*INPUT ROWS*.
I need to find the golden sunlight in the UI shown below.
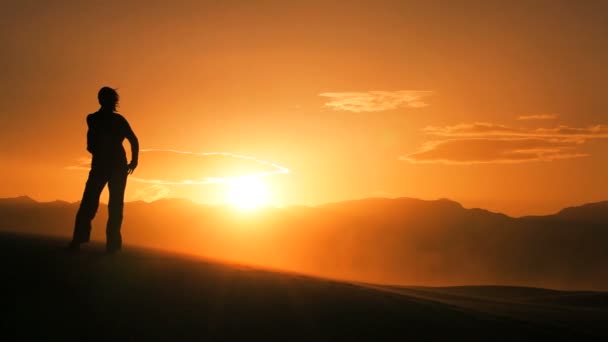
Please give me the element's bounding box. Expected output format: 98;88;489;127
226;177;270;210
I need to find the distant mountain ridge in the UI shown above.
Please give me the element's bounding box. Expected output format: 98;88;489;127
0;197;608;289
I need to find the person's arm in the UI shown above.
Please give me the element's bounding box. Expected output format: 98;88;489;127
125;120;139;174
87;115;95;154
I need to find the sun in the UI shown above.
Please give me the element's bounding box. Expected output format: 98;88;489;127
226;177;270;210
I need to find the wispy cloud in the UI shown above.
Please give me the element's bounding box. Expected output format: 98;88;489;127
132;184;171;202
517;114;557;120
399;122;608;164
319;90;433;113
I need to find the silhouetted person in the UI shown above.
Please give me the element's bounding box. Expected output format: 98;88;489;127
69;87;139;252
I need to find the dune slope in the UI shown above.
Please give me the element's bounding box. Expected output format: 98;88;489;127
0;234;607;340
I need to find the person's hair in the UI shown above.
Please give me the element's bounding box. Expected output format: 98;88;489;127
97;87;119;111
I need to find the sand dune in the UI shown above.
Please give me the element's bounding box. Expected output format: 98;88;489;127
0;234;608;341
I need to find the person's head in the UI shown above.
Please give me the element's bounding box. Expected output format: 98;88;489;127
97;87;119;111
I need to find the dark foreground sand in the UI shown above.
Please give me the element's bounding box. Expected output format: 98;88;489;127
0;234;608;341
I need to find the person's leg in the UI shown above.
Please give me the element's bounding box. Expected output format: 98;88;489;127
72;170;107;245
106;166;127;251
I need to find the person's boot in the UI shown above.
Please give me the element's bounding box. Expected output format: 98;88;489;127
65;241;80;253
106;244;122;254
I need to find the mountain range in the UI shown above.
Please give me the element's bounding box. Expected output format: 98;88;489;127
0;197;608;290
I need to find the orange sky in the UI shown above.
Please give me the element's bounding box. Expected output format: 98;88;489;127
0;1;608;215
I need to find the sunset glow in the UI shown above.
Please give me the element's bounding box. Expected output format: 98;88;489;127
226;177;270;211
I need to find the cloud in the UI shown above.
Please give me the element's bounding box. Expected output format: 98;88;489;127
399;122;608;164
517;114;557;120
319;90;433;113
132;184;171;202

*AIM OF THE TASK*. Put the entries above into a two-column CSV with headers input_text and expected_output, one row per entry, with each field in double quotes and line breaks changed to spaces. Leave the picture out.

*THE OUTPUT*.
input_text,expected_output
"I need to find the golden sunlight in the UI shown below. Please give me the element's bounding box. Expected output format: 98;88;489;127","226;177;270;210"
"I need to find the distant mountain ridge in the UI shown above. Please give me the element's bounding box. Expected output format: 98;88;489;127","0;197;608;289"
"I need to find the person's arm in the UI shown above. Please give me the element's bounding box. Expected output format: 98;88;489;127","125;120;139;174 87;115;95;154"
"I need to find the sun in the UI shown above. Please give me the element's bounding box. Expected output format: 98;88;489;127","226;177;270;210"
"I need to find the wispy cloud in the UI shown above. Please give me the element's bounding box. Expected output format: 98;88;489;127","132;184;171;202 517;114;557;120 399;122;608;164 319;90;433;113"
"I need to find the silhouetted person in the UI shown above. Please give me the element's bounding box. Expected output format: 98;88;489;127","69;87;139;252"
"I need to find the dune slope in the UI shown above. Please give me the element's bounding box. Expected output format: 98;88;489;127","0;234;607;340"
"I need to find the person's hair in the UI shown above. Please give me the element's bounding box. Expected output format: 98;88;489;127","97;87;119;111"
"I need to find the sand dune in the UI shown above. Please give me the element's bounding box. Expected output format: 98;88;489;127","0;234;608;341"
"I need to find the person's head in the UI shown above. Please give me the element's bounding box. Expected output format: 98;88;489;127","97;87;119;111"
"I need to find the dark foreground sand in the UI shown above. Please give me the element's bounding box. Expected output format: 98;88;489;127","0;234;608;341"
"I need to find the person's leg in the UI shown above. Please give me the element's bounding box. Expected output format: 98;88;489;127","72;170;107;245 106;166;127;251"
"I need to find the person's boot in the UI shown above. Please give me the element's bounding box. Expected output format: 98;88;489;127","65;241;80;253 106;244;122;254"
"I need to find the mountain range in the UI shown above. Please give me the element's bounding box. Expected output format: 98;88;489;127","0;197;608;290"
"I need to find the orange sky in the UI shown above. Please give me the element's bounding box. Expected output format: 98;88;489;127","0;1;608;215"
"I need to find the sunset glow in the UI shown above. Please give me the element's bounding box. Expected output format: 98;88;489;127","226;177;270;211"
"I need to find the cloud in the UI shown above. Please give me the element's bounding box. Expected output format: 98;88;489;127","399;122;608;164 517;114;557;120 319;90;433;113 132;184;171;202"